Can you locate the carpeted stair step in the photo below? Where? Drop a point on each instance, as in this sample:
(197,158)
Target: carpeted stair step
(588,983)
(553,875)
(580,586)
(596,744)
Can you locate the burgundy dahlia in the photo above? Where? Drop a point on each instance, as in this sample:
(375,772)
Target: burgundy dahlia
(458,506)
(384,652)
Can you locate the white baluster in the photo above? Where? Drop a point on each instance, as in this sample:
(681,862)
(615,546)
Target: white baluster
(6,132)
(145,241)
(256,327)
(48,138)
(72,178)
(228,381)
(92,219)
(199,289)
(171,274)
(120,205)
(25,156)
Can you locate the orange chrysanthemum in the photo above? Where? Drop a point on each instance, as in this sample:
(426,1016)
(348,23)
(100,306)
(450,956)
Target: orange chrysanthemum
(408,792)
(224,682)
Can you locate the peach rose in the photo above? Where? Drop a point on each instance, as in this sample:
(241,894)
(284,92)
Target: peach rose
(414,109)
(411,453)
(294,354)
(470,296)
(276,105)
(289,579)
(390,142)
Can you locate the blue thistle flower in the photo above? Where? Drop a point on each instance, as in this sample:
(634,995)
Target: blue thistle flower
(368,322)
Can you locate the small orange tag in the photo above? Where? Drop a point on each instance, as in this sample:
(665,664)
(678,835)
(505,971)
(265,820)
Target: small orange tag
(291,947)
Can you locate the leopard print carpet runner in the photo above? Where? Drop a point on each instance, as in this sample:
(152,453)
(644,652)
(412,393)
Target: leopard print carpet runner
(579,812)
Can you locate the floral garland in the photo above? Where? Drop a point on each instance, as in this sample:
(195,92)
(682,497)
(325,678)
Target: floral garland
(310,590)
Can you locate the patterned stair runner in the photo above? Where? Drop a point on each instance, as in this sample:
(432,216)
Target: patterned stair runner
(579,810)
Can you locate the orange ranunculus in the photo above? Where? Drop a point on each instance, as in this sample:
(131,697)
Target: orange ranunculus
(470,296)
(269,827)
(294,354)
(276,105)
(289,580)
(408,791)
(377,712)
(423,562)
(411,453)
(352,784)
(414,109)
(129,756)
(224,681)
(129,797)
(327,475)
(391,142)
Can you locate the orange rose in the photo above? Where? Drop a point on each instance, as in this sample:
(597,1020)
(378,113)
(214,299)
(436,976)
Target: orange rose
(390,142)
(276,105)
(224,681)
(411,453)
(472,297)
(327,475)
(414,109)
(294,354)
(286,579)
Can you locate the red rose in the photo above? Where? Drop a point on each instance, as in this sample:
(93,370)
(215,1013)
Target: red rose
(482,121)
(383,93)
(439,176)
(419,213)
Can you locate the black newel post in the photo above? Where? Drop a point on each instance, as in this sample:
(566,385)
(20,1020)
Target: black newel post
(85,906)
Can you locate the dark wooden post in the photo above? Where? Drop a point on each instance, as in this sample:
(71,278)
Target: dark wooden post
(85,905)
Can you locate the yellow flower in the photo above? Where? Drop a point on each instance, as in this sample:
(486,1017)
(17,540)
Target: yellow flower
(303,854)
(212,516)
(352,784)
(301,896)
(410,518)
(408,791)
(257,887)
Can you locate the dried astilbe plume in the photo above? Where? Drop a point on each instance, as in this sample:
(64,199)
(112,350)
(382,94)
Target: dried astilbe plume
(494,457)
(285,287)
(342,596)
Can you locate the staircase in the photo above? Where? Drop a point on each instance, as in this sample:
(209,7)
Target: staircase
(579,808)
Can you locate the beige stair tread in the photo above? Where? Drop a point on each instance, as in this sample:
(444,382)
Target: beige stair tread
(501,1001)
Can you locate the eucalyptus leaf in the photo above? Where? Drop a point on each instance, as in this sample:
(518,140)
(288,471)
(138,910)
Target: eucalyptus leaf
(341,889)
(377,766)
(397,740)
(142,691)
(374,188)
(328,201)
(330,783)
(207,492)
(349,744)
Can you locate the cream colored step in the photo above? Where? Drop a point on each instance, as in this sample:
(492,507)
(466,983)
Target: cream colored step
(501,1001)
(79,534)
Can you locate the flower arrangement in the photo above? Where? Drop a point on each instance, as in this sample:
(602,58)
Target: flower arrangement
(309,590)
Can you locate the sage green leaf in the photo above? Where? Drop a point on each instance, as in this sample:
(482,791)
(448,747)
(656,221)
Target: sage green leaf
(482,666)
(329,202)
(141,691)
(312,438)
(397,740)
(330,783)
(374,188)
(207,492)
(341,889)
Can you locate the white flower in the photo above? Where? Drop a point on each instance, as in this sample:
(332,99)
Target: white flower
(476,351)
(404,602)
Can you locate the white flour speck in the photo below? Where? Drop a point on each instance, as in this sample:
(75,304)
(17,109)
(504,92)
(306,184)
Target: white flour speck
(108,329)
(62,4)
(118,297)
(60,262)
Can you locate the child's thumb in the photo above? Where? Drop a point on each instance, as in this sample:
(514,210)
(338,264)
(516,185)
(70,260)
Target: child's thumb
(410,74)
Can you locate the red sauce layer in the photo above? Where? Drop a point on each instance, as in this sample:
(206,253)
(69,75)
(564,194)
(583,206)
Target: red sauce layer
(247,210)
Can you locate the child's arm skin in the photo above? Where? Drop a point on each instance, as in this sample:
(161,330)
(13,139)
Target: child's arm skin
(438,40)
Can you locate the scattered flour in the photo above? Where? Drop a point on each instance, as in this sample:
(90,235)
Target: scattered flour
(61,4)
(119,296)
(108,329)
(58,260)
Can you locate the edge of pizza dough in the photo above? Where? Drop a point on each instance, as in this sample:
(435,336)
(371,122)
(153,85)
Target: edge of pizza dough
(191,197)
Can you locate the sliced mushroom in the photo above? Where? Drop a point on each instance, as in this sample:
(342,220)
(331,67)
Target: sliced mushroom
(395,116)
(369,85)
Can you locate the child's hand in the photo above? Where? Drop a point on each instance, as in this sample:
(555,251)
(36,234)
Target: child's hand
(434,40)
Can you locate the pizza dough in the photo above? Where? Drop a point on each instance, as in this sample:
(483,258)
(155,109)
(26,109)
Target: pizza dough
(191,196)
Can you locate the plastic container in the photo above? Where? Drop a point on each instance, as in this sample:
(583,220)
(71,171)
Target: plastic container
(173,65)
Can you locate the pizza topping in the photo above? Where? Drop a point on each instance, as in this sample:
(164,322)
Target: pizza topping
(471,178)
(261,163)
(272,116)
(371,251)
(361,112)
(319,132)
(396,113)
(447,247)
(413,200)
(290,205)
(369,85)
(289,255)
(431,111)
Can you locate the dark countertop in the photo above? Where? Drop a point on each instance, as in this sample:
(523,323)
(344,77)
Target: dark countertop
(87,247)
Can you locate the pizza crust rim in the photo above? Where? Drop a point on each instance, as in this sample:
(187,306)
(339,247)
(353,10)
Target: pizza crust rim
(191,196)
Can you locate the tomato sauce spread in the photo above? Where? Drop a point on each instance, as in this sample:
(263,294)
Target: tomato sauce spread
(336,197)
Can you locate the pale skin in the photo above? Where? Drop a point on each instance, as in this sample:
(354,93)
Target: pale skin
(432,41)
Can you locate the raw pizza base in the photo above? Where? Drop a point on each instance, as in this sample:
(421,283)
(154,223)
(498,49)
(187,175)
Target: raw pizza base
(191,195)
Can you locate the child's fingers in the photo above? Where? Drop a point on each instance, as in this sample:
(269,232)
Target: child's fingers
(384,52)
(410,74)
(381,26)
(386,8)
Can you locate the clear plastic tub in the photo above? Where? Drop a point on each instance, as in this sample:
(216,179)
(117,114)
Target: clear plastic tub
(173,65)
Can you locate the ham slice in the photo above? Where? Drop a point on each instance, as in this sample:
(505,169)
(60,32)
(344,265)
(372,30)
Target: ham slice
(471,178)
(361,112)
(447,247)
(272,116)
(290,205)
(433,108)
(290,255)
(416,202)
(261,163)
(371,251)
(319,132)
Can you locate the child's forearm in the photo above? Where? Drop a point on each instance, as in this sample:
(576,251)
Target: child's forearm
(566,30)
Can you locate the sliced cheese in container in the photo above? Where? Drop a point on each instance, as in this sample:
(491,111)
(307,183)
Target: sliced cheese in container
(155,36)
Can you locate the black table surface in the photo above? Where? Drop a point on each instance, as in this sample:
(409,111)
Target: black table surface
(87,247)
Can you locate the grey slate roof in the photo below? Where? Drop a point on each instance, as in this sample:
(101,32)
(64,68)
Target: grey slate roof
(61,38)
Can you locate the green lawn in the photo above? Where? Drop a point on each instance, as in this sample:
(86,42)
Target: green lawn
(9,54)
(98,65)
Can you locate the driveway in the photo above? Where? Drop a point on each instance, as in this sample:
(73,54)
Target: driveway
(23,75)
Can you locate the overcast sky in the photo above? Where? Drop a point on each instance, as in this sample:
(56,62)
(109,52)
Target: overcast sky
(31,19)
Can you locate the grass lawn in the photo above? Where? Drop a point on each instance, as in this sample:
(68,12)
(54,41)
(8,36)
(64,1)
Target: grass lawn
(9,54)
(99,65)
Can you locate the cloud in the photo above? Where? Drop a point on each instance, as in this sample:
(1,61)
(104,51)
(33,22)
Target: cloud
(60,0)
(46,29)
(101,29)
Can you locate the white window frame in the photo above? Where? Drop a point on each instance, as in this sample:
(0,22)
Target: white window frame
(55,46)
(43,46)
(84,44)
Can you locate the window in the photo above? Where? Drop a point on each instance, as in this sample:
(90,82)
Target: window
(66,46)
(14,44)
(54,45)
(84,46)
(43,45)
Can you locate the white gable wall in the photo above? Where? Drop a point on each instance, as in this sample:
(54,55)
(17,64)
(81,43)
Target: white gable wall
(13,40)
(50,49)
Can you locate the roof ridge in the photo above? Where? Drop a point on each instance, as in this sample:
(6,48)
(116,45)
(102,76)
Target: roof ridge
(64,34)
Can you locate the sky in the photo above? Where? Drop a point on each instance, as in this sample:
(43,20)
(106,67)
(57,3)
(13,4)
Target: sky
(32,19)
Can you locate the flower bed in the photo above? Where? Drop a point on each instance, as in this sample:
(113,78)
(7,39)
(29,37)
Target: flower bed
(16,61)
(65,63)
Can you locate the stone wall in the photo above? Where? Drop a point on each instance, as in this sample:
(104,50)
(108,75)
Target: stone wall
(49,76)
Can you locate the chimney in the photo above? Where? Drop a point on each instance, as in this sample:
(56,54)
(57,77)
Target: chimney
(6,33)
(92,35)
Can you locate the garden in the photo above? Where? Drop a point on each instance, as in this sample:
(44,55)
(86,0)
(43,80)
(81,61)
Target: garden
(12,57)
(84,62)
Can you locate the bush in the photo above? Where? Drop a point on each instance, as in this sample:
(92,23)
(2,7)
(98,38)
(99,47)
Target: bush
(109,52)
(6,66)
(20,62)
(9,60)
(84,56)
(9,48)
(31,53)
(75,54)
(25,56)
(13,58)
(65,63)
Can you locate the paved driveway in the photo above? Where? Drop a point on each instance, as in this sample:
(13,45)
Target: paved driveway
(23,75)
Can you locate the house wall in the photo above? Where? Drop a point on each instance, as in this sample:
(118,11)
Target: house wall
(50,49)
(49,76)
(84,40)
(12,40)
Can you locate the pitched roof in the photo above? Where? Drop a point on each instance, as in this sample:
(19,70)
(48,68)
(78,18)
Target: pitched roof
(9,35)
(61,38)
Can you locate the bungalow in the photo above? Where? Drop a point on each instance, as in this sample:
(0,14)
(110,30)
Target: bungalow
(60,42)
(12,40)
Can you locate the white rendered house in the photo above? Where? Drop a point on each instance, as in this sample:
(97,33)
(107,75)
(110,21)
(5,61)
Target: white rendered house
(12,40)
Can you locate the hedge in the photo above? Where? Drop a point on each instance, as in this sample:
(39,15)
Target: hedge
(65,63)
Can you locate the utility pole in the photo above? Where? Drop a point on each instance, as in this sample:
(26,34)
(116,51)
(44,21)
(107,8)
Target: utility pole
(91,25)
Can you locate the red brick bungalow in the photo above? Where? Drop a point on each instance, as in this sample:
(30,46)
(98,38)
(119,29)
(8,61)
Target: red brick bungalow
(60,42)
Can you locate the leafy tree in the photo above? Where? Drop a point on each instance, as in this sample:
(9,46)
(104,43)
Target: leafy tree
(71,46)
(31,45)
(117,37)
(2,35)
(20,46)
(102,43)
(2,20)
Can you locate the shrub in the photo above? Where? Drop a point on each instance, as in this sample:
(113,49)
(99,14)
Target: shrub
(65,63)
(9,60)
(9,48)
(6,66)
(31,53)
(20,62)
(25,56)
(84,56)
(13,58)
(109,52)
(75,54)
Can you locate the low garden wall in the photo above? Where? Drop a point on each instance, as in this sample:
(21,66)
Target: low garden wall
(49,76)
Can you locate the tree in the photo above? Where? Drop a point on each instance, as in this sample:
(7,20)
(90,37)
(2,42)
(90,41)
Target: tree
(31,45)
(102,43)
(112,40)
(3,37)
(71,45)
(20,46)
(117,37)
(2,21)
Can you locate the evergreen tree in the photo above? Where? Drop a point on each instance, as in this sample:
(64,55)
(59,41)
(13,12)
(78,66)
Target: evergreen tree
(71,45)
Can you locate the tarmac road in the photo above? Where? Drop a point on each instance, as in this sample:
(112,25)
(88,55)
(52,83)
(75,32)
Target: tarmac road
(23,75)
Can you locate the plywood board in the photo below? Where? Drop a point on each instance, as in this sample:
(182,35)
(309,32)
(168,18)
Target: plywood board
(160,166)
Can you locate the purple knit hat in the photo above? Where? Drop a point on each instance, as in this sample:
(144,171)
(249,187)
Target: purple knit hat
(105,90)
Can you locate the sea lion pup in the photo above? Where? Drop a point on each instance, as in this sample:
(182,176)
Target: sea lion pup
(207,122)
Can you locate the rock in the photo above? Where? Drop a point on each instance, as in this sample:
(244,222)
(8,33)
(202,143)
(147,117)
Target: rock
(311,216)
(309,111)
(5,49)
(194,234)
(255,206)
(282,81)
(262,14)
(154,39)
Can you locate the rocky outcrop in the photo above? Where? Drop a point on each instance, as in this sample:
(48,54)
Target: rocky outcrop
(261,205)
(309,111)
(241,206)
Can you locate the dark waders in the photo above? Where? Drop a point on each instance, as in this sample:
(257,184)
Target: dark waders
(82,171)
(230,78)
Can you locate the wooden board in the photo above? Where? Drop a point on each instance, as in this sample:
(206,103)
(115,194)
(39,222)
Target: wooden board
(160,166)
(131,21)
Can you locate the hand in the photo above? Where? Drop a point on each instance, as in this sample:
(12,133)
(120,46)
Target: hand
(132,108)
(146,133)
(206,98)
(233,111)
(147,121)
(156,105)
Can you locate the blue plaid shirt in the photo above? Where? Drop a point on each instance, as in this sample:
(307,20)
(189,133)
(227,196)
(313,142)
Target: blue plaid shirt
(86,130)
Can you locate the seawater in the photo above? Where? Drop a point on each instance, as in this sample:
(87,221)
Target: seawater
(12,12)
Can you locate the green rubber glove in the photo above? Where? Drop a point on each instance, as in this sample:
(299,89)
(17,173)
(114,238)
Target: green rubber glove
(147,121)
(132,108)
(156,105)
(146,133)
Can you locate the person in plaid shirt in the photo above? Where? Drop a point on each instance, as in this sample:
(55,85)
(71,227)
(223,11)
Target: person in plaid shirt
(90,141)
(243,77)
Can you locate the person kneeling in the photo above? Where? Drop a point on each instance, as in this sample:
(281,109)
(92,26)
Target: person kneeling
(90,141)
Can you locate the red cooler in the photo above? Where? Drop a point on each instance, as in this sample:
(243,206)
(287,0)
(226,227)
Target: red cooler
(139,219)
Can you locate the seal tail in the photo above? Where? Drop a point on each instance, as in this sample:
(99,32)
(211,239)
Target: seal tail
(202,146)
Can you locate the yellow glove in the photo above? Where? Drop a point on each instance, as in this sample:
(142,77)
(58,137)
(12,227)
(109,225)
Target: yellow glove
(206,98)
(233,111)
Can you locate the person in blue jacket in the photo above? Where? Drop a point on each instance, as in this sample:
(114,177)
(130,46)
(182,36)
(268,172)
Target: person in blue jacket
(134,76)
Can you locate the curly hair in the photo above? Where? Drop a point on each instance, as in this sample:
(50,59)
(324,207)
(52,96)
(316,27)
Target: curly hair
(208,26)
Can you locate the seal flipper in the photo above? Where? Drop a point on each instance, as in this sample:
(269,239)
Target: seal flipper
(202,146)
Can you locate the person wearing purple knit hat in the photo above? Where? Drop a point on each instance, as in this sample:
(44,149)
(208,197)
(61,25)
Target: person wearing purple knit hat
---
TASK PROMPT: What lines in the material above hold the word "wearing"? Pull them out.

RESPONSE TO THIS TASK:
Can you locate the person wearing purple knit hat in the photo above? Where? Drop a point on each instance, as in this sample:
Target: person wearing purple knit hat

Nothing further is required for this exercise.